▶ PROBLEM STATEMENT
Count the lines in the data below that contain the string "fence", treating case as significant, and give only that number.

▶ RECORDS FOR THIS TASK
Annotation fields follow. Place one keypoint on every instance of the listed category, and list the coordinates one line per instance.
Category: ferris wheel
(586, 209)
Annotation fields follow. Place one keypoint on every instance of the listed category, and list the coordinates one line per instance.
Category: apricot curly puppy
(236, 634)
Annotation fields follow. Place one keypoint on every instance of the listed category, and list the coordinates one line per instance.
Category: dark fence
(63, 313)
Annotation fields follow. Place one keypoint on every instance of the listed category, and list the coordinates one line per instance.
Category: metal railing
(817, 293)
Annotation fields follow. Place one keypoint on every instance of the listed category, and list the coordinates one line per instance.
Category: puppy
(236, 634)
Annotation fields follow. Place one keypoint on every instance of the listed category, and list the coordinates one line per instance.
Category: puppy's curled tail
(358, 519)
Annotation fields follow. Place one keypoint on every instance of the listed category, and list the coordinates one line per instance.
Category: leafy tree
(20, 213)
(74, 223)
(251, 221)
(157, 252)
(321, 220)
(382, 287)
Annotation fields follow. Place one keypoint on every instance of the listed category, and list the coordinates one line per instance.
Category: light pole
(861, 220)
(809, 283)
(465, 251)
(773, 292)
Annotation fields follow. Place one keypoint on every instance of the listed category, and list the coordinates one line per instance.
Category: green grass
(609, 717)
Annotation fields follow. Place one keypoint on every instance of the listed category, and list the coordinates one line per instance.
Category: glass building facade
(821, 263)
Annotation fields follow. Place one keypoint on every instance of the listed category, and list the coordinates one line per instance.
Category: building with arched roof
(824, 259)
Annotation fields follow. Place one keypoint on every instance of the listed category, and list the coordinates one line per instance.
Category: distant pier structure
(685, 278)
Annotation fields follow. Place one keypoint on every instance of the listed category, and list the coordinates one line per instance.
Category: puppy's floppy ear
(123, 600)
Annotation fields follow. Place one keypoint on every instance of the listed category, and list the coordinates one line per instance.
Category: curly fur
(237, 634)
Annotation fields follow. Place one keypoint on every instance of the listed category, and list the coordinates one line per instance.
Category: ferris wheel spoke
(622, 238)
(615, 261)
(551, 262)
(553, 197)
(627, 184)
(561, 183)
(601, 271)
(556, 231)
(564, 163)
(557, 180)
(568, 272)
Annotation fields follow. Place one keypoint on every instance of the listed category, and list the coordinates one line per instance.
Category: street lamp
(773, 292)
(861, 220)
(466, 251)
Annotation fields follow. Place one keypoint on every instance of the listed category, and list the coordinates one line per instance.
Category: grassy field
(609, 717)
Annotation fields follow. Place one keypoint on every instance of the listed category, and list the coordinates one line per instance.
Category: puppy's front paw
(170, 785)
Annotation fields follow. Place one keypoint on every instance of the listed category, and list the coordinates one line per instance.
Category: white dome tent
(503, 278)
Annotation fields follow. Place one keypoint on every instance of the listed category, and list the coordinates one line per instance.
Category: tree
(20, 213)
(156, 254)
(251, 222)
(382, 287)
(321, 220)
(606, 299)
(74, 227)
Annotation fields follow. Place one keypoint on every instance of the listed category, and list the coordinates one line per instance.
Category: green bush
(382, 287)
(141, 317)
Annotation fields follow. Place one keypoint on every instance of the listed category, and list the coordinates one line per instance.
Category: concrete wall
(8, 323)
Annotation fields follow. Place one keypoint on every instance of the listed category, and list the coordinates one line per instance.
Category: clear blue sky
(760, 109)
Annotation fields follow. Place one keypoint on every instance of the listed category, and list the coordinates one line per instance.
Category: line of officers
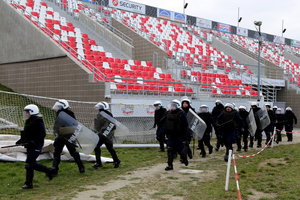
(229, 123)
(32, 138)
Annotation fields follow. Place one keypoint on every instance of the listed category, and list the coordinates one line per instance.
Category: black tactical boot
(51, 172)
(27, 186)
(96, 165)
(79, 163)
(169, 167)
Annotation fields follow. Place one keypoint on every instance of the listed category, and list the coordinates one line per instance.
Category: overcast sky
(270, 12)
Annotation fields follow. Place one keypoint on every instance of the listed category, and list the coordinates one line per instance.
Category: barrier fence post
(228, 170)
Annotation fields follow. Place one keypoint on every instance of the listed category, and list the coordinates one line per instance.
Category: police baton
(15, 145)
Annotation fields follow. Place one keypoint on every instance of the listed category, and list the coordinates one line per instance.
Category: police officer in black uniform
(105, 130)
(186, 106)
(291, 120)
(270, 128)
(244, 130)
(160, 111)
(63, 106)
(207, 118)
(230, 124)
(258, 132)
(281, 120)
(176, 130)
(33, 138)
(215, 114)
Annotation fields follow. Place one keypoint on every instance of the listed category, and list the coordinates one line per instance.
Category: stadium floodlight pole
(258, 23)
(283, 29)
(239, 18)
(184, 6)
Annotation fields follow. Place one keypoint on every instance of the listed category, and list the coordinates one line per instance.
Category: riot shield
(262, 119)
(196, 125)
(250, 120)
(114, 128)
(75, 134)
(104, 126)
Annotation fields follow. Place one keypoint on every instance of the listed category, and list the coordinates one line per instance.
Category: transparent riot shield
(74, 133)
(196, 125)
(250, 120)
(120, 131)
(263, 119)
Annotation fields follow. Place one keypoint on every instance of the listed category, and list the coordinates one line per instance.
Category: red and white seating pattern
(94, 56)
(272, 52)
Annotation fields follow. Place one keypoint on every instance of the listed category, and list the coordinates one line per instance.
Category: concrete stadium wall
(53, 77)
(291, 98)
(291, 57)
(20, 40)
(31, 63)
(143, 48)
(114, 39)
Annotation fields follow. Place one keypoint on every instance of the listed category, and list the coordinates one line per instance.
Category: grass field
(273, 174)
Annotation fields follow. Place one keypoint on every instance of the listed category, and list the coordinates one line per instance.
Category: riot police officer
(33, 138)
(176, 130)
(291, 120)
(215, 114)
(230, 124)
(186, 106)
(244, 130)
(207, 118)
(160, 111)
(279, 124)
(270, 128)
(258, 132)
(105, 132)
(63, 106)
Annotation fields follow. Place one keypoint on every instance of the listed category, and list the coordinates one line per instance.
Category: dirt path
(146, 181)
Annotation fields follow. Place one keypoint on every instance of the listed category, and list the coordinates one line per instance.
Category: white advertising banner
(295, 43)
(132, 108)
(242, 31)
(263, 81)
(204, 23)
(278, 39)
(128, 5)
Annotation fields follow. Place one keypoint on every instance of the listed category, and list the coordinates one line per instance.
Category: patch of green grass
(273, 172)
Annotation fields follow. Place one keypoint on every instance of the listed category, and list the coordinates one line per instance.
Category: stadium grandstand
(94, 51)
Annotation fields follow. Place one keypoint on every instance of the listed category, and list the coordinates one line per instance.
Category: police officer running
(281, 120)
(33, 138)
(106, 134)
(270, 128)
(160, 111)
(258, 132)
(215, 114)
(176, 129)
(244, 130)
(63, 106)
(207, 118)
(291, 120)
(230, 124)
(186, 106)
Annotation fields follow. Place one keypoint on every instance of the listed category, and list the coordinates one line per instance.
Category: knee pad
(170, 149)
(28, 166)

▶ WRITTEN RESPONSE
2